WRITTEN INSTRUCTION:
Copy every one of the records below line for line, keeping each character unchanged.

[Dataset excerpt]
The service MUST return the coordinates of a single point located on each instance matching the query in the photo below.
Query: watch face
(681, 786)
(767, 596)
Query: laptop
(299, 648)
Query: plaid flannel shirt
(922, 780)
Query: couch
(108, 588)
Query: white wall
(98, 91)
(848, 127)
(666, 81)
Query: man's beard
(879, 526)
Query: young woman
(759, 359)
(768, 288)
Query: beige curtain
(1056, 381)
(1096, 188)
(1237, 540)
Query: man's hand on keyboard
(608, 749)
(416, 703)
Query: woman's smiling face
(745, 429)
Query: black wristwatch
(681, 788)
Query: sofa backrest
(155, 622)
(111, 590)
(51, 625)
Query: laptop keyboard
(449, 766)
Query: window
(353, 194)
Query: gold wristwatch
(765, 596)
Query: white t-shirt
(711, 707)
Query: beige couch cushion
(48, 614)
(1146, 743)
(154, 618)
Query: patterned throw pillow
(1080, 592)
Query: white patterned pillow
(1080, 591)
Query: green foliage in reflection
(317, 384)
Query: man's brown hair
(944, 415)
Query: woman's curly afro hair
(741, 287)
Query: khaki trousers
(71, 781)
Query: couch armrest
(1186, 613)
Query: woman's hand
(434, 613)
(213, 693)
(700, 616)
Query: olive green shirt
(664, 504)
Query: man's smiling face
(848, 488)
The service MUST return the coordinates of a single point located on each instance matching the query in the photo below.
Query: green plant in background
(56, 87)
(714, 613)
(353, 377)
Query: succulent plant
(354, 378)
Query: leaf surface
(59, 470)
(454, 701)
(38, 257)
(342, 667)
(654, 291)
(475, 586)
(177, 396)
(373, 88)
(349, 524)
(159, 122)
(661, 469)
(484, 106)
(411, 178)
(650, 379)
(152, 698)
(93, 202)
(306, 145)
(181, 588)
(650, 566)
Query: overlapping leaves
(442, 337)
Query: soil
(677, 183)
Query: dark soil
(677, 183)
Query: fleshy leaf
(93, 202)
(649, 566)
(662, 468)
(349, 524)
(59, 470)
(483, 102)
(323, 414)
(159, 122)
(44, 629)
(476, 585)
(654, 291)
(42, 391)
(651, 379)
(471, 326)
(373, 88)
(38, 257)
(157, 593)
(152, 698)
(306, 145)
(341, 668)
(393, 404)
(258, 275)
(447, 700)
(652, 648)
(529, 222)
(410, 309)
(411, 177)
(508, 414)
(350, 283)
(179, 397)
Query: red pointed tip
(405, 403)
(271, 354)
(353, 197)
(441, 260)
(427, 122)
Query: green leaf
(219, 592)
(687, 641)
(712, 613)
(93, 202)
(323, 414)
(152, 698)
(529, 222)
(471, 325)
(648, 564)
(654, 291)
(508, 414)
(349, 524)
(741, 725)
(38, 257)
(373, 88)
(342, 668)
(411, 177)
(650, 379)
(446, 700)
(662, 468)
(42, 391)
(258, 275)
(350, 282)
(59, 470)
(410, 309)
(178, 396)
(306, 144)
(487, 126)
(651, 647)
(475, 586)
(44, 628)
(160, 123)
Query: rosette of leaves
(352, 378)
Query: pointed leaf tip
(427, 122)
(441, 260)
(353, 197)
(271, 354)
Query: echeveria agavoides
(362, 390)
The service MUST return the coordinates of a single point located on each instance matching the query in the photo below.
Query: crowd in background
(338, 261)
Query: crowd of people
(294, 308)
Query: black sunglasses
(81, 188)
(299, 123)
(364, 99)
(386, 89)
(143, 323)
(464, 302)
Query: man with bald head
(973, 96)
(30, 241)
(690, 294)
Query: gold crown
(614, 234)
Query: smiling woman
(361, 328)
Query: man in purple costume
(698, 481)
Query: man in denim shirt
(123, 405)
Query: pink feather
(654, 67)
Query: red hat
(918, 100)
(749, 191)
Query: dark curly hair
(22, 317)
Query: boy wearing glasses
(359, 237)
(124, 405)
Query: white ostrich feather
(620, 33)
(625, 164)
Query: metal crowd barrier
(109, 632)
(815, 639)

FULL OUTPUT:
The service MUST return the coordinates of a single point located on each instance matching the query in the photo below.
Query: watch face
(681, 786)
(767, 596)
Query: laptop
(299, 648)
Query: plaid flannel shirt
(922, 780)
Query: couch
(108, 588)
Query: white wall
(98, 91)
(848, 127)
(666, 81)
Query: man's beard
(879, 526)
Query: young woman
(759, 359)
(768, 288)
Query: beige curtain
(1056, 381)
(1096, 188)
(1237, 540)
Query: man's hand on keyboard
(608, 749)
(416, 703)
Query: woman's smiling face
(745, 429)
Query: black wristwatch
(681, 788)
Query: sofa backrest
(155, 622)
(111, 590)
(51, 625)
Query: laptop keyboard
(449, 766)
Query: window
(353, 194)
Query: gold wristwatch
(765, 596)
Query: white t-shirt
(711, 707)
Query: beige couch cushion
(48, 614)
(1146, 743)
(154, 618)
Query: patterned throw pillow
(1080, 592)
Query: white patterned pillow
(1080, 591)
Query: green foliage in reflection
(317, 384)
Query: man's brown hair
(944, 415)
Query: woman's curly afro hair
(741, 287)
Query: khaki trousers
(71, 781)
Query: couch armrest
(1186, 613)
Query: woman's hand
(434, 613)
(213, 693)
(700, 616)
Query: olive green shirt
(664, 504)
Query: man's smiling face
(848, 488)
The service MUST return the coordinates of a single point located on each instance matching the query in the photo below.
Query: green plant in background
(56, 87)
(714, 613)
(353, 377)
Query: succulent plant
(354, 378)
Query: leaf surface
(59, 470)
(454, 701)
(38, 257)
(342, 667)
(654, 291)
(475, 586)
(177, 396)
(373, 88)
(349, 524)
(159, 122)
(661, 469)
(484, 106)
(411, 178)
(650, 379)
(152, 698)
(93, 202)
(306, 145)
(181, 588)
(650, 566)
Query: overlapping leaves
(442, 337)
Query: soil
(677, 183)
Query: dark soil
(677, 183)
Query: fleshy leaf
(93, 202)
(649, 566)
(662, 468)
(349, 524)
(59, 470)
(483, 102)
(323, 414)
(159, 122)
(44, 629)
(476, 585)
(654, 291)
(42, 391)
(651, 379)
(471, 326)
(373, 88)
(38, 257)
(157, 593)
(152, 698)
(306, 145)
(341, 668)
(393, 404)
(258, 275)
(447, 700)
(652, 648)
(529, 222)
(410, 309)
(411, 177)
(508, 414)
(350, 283)
(179, 397)
Query: red pointed tip
(405, 403)
(271, 354)
(353, 197)
(441, 260)
(427, 122)
Query: green leaf
(219, 592)
(687, 641)
(712, 613)
(93, 202)
(323, 414)
(152, 698)
(529, 222)
(471, 325)
(648, 564)
(654, 291)
(508, 414)
(349, 524)
(741, 725)
(38, 257)
(373, 88)
(342, 668)
(411, 177)
(650, 379)
(446, 700)
(662, 468)
(42, 391)
(258, 275)
(350, 282)
(59, 470)
(410, 309)
(178, 396)
(306, 144)
(487, 126)
(651, 647)
(475, 586)
(44, 628)
(160, 123)
Query: rosette of leaves
(352, 378)
Query: pointed leaf tip
(427, 122)
(441, 260)
(353, 197)
(271, 354)
Query: echeveria agavoides
(362, 390)
The service MUST return the coordinates of a single point located on each instance matching the query in the photo below.
Query: crowd in background
(338, 261)
Query: crowd of people
(294, 308)
Query: black sunglasses
(81, 188)
(299, 123)
(364, 99)
(386, 89)
(143, 323)
(464, 302)
Query: man with bald head
(973, 96)
(30, 241)
(690, 294)
Query: gold crown
(614, 234)
Query: smiling woman
(361, 328)
Query: man in purple costume
(698, 481)
Query: man in denim shirt
(123, 405)
Query: pink feather
(654, 67)
Query: red hat
(918, 100)
(749, 191)
Query: dark curly hair
(22, 317)
Query: boy wearing glasses
(359, 237)
(124, 405)
Query: white ostrich feather
(620, 33)
(625, 164)
Query: metal crowd barrier
(109, 632)
(815, 639)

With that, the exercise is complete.